**SELECTED TEXT**
This phase covers the period when the numbers of polio-free countries and regions are increasing but wild polioviruses continue to circulate somewhere in the world.

During this phase, nations:

1. Survey all biomedical laboratories to identify those with wild poliovirus infectious or potential infectious materials and encourage destruction of all unneeded materials.
2. Develop an inventory of laboratories that retain such materials and report to the Regional Certification Commission.
3. Instruct laboratories retaining wild poliovirus infectious or potential infectious materials to institute enhanced biosafety level-2 (BSL-2/polio) measures for safe handling.
4. Plan for Global Certification.

National, regional, and global inventories of all institutions/ laboratories with stored stocks of wild poliovirus infectious or potential infectious materials provide the basis for achieving global laboratory containment when wild poliovirus transmission is interrupted. The four primary activities of this phase are described below.

1. Surveying laboratories

The purpose of the national survey is to identify all laboratories storing wild poliovirus infectious or potential infectious materials. A major function of the survey is to encourage destruction of those materials that are no longer needed. The national survey is hierarchical, beginning with notification to the national government by WHO and proceeding through Ministries of Health and other concerned Ministries to agencies and institutions, and to individual laboratories. Because many laboratories that might possess such materials are outside the health sector, completion of the national survey requires Ministries of Health to enlist the cooperation of other ministries, such as Education, Defence, and Environment Box 4. Each country should designate a National Task Force/Coordinator for planning and implementing the multi-sectoral national survey and for verifying that all activities have been completed.

Many different types of laboratories may store wild poliovirus infectious or potential infectious materials. A variety of resources may be required to identify these laboratories, including national laboratory registries, accrediting bodies, professional organizations, and national and institutional biosafety networks.

Types of laboratories possibly storing wild poliovirus infectious materials are described below and summarized in Box 4.

• Poliovirus/Enterovirus Laboratories: Laboratories currently working with polioviruses, or those that have worked with polioviruses in the past, are likely sources of wild poliovirus materials. Such laboratories that conduct research or serve a diagnostic function are most likely found in universities or government health agencies.

**WHAT TO WORK ON**
Revise the polio containment text between "4. Plan for" and "are described below.", inclusive, putting "retained stocks" in place of "stored stocks". The listing after this is separate material and is not part of the polio containment text.

**DATA SHOWN**
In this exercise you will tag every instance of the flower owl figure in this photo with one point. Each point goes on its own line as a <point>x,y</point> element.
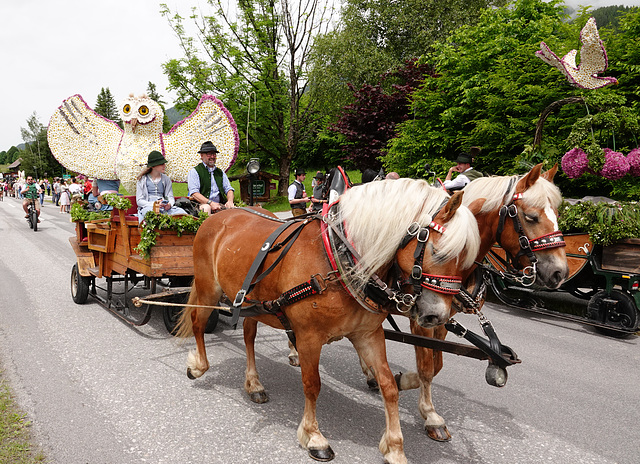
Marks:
<point>85,142</point>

**OUTPUT**
4. Plan for Global Certification.

National, regional, and global inventories of all institutions/ laboratories with retained stocks of wild poliovirus infectious or potential infectious materials provide the basis for achieving global laboratory containment when wild poliovirus transmission is interrupted. The four primary activities of this phase are described below.